## [What this task involves]
Starting at the line that contains "Could you please mark the sage", copy each line through the final one exactly as written.

=== Input data ===

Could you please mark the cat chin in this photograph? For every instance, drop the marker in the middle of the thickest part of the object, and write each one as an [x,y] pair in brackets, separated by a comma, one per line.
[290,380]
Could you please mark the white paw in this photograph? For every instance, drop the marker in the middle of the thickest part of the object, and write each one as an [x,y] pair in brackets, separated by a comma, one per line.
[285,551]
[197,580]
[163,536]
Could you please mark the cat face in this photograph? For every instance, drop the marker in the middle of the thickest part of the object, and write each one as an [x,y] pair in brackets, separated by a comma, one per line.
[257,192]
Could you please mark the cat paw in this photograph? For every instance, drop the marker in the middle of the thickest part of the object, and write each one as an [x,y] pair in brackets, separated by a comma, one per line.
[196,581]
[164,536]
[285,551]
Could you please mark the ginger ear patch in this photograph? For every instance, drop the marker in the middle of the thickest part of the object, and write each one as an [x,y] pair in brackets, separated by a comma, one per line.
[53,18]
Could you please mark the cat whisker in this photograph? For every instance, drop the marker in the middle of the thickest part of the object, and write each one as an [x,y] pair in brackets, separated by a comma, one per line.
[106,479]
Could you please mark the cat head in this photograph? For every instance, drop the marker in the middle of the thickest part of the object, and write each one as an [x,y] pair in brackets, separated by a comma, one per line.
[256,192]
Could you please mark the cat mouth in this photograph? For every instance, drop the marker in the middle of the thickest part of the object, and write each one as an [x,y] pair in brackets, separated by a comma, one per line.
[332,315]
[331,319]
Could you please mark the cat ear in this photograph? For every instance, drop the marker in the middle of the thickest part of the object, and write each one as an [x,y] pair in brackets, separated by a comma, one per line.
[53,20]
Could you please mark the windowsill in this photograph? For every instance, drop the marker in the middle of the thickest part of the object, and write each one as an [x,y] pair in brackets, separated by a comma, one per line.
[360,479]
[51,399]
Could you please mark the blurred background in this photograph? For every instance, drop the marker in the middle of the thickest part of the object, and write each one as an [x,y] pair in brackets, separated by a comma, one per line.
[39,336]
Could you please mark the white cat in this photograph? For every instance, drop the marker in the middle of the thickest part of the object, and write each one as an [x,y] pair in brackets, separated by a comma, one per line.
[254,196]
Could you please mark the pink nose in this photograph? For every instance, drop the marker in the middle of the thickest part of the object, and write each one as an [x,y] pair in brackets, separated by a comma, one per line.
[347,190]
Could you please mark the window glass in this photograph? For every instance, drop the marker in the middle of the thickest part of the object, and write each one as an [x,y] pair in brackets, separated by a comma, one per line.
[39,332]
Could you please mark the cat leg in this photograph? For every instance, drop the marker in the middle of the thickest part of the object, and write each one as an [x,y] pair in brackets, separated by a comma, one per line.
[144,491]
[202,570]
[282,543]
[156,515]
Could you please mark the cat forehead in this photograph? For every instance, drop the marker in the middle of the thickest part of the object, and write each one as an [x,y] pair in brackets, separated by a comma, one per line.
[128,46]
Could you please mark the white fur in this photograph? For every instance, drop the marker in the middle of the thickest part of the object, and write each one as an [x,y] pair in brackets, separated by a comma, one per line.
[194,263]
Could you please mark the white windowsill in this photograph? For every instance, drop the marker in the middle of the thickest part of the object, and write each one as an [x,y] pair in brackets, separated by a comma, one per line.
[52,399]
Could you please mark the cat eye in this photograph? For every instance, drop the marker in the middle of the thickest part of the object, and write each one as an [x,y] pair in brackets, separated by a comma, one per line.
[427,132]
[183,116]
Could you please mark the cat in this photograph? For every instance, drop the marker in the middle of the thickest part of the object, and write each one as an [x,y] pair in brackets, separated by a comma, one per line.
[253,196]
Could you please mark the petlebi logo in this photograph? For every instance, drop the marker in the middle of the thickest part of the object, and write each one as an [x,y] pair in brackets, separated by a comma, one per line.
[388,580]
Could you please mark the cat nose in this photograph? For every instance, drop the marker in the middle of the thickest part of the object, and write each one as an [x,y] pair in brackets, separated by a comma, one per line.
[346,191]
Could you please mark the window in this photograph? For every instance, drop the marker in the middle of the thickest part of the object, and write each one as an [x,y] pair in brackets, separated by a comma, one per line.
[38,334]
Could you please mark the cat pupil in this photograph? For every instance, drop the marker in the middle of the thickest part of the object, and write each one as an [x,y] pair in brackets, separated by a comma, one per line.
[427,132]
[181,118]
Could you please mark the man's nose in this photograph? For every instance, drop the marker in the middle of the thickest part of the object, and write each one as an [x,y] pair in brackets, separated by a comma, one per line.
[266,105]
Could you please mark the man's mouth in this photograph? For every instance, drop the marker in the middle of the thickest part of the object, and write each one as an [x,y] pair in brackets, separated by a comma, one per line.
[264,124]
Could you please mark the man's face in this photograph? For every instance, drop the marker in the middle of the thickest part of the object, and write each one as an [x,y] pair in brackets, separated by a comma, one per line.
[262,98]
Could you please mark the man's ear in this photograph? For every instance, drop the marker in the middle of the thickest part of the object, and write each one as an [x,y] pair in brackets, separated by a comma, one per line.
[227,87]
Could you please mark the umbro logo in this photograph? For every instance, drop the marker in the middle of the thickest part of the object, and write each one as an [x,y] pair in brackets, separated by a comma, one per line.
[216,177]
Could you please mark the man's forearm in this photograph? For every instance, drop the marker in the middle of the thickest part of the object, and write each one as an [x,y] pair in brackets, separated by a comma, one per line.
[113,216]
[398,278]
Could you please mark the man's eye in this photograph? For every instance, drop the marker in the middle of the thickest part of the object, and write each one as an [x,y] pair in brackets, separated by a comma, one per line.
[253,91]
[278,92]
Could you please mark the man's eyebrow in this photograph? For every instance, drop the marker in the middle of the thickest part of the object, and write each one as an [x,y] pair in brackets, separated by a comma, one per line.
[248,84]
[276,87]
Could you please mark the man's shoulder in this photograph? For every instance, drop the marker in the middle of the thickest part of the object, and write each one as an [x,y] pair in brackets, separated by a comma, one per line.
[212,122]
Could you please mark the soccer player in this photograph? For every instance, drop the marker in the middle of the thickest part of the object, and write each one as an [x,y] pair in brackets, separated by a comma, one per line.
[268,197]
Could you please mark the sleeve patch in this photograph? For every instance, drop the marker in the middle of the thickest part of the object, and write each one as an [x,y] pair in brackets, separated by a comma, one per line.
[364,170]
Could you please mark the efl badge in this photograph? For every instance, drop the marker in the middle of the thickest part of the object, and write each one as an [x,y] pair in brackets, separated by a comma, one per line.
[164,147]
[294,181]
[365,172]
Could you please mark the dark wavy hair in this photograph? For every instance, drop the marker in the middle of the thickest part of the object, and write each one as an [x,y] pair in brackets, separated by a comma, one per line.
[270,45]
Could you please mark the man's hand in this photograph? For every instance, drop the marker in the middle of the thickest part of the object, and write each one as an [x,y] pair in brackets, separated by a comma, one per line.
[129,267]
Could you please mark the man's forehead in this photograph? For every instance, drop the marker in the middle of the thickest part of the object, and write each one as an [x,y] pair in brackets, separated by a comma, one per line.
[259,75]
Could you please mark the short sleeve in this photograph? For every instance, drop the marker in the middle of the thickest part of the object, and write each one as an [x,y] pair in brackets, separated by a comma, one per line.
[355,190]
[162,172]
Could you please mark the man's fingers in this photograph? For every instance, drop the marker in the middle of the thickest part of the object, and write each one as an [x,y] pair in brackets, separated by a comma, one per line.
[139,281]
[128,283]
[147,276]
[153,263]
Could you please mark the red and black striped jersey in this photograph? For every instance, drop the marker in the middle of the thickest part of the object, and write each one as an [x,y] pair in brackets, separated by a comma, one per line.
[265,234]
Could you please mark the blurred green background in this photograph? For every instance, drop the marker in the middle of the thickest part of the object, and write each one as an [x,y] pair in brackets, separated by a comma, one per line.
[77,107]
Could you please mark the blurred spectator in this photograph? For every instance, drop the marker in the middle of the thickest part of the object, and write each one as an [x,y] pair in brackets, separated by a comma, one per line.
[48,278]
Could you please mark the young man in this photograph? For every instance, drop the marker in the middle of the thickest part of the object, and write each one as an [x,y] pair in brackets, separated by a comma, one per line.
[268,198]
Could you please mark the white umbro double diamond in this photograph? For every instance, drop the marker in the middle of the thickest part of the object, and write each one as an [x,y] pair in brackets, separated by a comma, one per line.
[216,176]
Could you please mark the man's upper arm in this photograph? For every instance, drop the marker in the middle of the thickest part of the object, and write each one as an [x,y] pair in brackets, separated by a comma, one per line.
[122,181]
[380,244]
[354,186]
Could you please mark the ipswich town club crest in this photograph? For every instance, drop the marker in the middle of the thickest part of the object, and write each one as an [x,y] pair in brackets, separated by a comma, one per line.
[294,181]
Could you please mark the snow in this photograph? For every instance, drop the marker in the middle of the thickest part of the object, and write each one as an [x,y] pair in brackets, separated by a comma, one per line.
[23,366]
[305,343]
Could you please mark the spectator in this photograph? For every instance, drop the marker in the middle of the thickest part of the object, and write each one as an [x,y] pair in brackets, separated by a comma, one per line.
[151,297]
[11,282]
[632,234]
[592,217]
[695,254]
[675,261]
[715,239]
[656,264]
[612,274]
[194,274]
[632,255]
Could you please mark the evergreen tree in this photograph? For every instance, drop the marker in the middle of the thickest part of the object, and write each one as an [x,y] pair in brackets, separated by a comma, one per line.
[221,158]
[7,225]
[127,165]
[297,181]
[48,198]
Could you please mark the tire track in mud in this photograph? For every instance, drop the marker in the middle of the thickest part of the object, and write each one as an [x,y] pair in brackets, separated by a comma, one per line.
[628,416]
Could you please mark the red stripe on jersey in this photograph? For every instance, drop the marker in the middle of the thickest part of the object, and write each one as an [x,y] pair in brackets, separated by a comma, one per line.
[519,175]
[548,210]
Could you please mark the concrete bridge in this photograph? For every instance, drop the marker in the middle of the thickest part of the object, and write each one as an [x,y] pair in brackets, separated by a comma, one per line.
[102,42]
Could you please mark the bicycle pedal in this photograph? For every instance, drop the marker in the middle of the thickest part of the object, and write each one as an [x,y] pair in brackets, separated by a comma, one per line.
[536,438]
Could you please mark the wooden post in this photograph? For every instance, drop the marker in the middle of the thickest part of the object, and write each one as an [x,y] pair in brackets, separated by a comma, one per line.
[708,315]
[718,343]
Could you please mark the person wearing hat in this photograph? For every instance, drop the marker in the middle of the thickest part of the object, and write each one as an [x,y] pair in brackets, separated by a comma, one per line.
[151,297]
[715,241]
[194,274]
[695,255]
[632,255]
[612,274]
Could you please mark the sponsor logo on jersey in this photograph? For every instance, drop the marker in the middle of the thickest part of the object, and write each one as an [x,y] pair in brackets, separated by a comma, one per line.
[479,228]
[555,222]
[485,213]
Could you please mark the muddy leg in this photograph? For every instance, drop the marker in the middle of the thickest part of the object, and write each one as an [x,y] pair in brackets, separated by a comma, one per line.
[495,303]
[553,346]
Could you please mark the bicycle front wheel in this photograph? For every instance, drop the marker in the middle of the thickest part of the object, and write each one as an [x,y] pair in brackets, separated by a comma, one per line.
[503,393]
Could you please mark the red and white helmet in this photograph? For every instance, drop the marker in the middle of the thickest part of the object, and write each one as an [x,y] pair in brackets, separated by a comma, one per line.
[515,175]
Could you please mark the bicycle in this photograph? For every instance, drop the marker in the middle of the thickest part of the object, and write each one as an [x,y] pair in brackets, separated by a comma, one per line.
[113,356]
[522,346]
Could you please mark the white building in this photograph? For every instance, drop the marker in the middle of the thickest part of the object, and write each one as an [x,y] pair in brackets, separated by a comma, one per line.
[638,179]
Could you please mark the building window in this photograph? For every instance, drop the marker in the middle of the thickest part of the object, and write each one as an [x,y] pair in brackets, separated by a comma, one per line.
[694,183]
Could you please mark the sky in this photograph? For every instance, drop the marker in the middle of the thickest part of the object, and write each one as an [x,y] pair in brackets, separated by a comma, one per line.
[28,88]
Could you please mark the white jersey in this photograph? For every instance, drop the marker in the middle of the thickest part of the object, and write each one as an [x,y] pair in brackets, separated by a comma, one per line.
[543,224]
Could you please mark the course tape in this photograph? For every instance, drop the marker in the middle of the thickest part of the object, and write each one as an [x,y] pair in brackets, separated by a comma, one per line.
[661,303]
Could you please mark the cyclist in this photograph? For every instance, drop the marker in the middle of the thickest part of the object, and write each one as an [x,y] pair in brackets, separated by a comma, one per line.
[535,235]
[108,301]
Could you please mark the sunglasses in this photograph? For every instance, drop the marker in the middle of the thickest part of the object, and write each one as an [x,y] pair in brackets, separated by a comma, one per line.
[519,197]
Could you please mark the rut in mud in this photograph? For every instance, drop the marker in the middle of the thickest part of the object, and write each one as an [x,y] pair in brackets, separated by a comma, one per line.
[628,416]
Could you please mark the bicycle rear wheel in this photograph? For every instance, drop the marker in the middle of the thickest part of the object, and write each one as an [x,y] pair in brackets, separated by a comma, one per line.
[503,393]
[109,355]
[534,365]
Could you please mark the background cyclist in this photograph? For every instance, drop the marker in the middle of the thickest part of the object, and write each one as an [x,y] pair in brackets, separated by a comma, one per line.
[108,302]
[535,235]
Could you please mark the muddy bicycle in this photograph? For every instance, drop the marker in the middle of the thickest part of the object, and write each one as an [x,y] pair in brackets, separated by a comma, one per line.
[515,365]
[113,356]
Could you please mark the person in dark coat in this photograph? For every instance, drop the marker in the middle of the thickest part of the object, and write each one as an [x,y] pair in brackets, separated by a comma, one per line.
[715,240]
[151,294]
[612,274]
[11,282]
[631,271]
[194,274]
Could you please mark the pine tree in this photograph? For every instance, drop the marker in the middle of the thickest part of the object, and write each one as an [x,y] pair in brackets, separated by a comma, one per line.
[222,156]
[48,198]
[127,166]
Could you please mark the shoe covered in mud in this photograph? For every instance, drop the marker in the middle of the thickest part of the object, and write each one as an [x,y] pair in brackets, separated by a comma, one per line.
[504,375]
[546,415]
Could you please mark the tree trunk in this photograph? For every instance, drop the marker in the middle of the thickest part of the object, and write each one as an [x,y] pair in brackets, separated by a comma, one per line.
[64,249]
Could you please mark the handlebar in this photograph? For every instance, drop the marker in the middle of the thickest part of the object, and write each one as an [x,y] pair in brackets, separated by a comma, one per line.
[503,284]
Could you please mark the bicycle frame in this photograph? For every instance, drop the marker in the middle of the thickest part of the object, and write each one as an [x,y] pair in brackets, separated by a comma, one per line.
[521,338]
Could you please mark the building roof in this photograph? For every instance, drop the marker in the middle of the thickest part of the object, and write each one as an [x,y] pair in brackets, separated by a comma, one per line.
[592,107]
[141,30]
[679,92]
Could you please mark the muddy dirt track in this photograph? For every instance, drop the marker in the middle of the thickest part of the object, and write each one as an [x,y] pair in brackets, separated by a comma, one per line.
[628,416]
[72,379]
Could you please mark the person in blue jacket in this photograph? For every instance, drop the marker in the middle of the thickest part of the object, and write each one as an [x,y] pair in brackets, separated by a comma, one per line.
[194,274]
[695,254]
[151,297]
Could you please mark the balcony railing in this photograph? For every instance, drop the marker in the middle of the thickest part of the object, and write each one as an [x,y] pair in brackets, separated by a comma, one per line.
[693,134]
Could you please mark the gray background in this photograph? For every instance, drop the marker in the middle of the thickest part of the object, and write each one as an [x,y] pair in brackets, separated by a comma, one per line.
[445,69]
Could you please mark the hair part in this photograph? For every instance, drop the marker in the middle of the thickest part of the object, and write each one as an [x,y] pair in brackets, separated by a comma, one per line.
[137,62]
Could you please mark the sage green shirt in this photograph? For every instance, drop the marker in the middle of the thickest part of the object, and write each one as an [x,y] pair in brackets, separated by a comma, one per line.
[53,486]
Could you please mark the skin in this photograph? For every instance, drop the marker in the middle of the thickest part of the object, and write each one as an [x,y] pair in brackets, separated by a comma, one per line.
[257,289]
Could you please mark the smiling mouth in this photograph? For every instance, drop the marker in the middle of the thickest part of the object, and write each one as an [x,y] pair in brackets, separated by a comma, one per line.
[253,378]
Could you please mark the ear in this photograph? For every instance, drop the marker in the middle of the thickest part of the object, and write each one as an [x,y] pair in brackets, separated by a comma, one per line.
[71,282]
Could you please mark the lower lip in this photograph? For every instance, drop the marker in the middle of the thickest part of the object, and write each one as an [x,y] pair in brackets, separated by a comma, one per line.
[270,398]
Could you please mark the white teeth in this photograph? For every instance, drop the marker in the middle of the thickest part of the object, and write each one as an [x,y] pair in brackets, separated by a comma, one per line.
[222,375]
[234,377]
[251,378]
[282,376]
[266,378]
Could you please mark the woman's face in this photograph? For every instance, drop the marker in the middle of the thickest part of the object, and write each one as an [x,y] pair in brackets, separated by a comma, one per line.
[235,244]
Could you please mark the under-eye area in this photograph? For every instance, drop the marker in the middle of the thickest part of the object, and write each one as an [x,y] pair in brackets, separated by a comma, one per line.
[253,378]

===

## [Expected answer]
Could you please mark the sage green shirt in this photograph? For every instance, drop the marker in the middle of the thickest part of the object, and write each one as an [x,y] pair in brackets, separated by a comma, one per line.
[53,486]
Could you please mark the skin in this photograph? For every instance, drop the marker in the middle of the thickest part of the object, and write each one as an [x,y] pair in brackets, separated by a comma, one per line.
[257,289]
Could you please mark the smiling mouth in this photograph? For every instance, drop the marker in the middle of the thickest part of the object, and write each one as an [x,y] pair in brackets, separated by a comma, one per line.
[253,378]
Could you please mark the ear in this photograph? For every instance, drop the marker in the middle of the thickest part of the object, and write each one as an [x,y] pair in brackets, separated by a comma, one per line.
[71,282]
Could you please mark the lower lip in this photograph? For every instance, drop the marker in the middle of the thickest part of the object, and write each one as an [x,y] pair in brackets, separated by a comma, one per line.
[270,398]
Could you please mark the white teeth in this photograph? For every instance, drop the marker in the middle of the thickest part of the object, and write each one as an [x,y] pair in brackets, separated by a comma, one per line.
[222,375]
[234,377]
[251,378]
[282,376]
[266,378]
Could you please mark the woman's face in this photograph? For every instance, drop the marker in the middle of the thickest part of the object, and write each one as an [x,y] pair in brackets, separated by a comma, one per line.
[235,244]
Could you please mark the under-eye area in this photograph? For every instance, drop the marker in the middle of the thickest part of the object, and write each one as an [x,y] pair in brackets, separated by a comma, one per line.
[253,378]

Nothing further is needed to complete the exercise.